WRITTEN REQUEST 1
In the article about the Simsbury development plan, how large could the retail space be?
WRITTEN REQUEST 2
Print the passage of the Simsbury development article from "Staff Writer" to "on the site.".

The proposed development plan is shown, with entrance and exit. Courtesy VHB

By Paul Palmer

Staff Writer

SIMSBURY – A local developer has released plans to turn the long vacant Wagner Ford property along Hopmeadow Street in Simsbury into a site with retail and restaurants. Prospect Enterprises, LLC wants to build a Starbucks, a Chipotle, a drive through ATM, and a standalone building that could house up to three shops in the space located adjacent to the Big Y supermarket. Greg Nanni, the GM for Prospect Enterprises, told the Zoning Commission that the company had owned the property since the 1960s and leased it to the Wagner family when they had the dealership at 1263 Hopmeadow.

The old Wagner buildings currently on the site.

The Starbucks and the Chipotle will each be about 2,400 square feet while the retail space – which will sit furthest back from Hopmeadow Street – could be 11,600 square feet. In an effort to address concerns with traffic, Paul Vitaliano of VHB Engineering , said the Chipotle will not have a traditional drive through, instead the restaurant will take orders and payment on its App, give customers a pickup time and deliver the food in a drive-up window. If an order is late, the customer will be directed to wait in a parking area.

“The drive-through lines are not as long as traditional ones, and wait times are less than normal,” Vitaliano said. The restaurant will have dine-in and counter takeout as well as a patio area. Starbucks will be a traditional store with a drive through but will have a split in the pickup lanes to decrease any backups. “Cars will not back up to Hopmeadow Street,” Vitaliano said. “We were very cognizant of that.”

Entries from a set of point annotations
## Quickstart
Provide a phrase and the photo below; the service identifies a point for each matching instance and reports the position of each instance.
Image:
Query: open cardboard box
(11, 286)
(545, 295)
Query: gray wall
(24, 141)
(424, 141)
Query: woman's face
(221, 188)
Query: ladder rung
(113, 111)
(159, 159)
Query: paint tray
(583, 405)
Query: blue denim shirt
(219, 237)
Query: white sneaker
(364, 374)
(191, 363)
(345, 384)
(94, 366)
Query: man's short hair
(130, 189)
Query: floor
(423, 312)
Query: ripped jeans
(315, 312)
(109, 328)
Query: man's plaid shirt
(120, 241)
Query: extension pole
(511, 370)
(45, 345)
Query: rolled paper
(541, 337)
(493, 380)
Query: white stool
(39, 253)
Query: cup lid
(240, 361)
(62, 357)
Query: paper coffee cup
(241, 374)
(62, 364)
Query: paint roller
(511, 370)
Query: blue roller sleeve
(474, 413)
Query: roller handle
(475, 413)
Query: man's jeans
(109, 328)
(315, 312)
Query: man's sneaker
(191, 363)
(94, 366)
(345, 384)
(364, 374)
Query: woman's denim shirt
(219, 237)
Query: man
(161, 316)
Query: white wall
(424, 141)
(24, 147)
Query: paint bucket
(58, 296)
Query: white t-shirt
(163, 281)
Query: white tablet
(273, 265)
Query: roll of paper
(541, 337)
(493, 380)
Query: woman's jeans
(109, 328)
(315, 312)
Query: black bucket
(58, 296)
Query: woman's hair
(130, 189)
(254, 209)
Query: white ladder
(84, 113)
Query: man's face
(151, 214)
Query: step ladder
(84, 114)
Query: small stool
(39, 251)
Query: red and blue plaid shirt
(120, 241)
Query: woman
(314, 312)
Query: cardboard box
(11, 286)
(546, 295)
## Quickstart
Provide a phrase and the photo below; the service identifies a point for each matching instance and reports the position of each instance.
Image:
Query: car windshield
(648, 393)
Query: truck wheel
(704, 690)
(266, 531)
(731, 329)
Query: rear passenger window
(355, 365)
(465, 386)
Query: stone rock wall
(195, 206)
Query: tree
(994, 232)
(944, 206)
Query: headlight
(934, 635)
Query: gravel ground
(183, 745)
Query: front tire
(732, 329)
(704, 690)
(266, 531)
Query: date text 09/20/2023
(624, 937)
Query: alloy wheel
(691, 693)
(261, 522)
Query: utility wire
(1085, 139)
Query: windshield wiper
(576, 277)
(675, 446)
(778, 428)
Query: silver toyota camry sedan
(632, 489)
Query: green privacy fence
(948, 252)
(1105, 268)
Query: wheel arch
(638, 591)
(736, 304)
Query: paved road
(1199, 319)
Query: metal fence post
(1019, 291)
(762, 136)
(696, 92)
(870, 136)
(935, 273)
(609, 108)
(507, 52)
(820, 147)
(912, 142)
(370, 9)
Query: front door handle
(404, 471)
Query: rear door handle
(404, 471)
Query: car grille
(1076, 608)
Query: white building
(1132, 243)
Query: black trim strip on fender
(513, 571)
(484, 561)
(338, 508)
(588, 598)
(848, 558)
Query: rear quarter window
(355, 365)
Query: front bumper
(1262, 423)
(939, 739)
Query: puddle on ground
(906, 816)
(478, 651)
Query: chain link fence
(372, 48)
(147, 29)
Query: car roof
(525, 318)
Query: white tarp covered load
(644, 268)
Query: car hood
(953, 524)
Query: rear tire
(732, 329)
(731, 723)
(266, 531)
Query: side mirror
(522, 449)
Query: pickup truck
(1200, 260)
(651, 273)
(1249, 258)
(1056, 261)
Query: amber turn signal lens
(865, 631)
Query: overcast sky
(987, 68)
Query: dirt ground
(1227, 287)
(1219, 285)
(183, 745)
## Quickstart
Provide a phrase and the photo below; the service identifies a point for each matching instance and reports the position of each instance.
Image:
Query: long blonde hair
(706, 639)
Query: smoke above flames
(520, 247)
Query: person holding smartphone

TASK OUTPUT 1
11,600 square feet.

TASK OUTPUT 2
Staff Writer

SIMSBURY – A local developer has released plans to turn the long vacant Wagner Ford property along Hopmeadow Street in Simsbury into a site with retail and restaurants. Prospect Enterprises, LLC wants to build a Starbucks, a Chipotle, a drive through ATM, and a standalone building that could house up to three shops in the space located adjacent to the Big Y supermarket. Greg Nanni, the GM for Prospect Enterprises, told the Zoning Commission that the company had owned the property since the 1960s and leased it to the Wagner family when they had the dealership at 1263 Hopmeadow.

The old Wagner buildings currently on the site.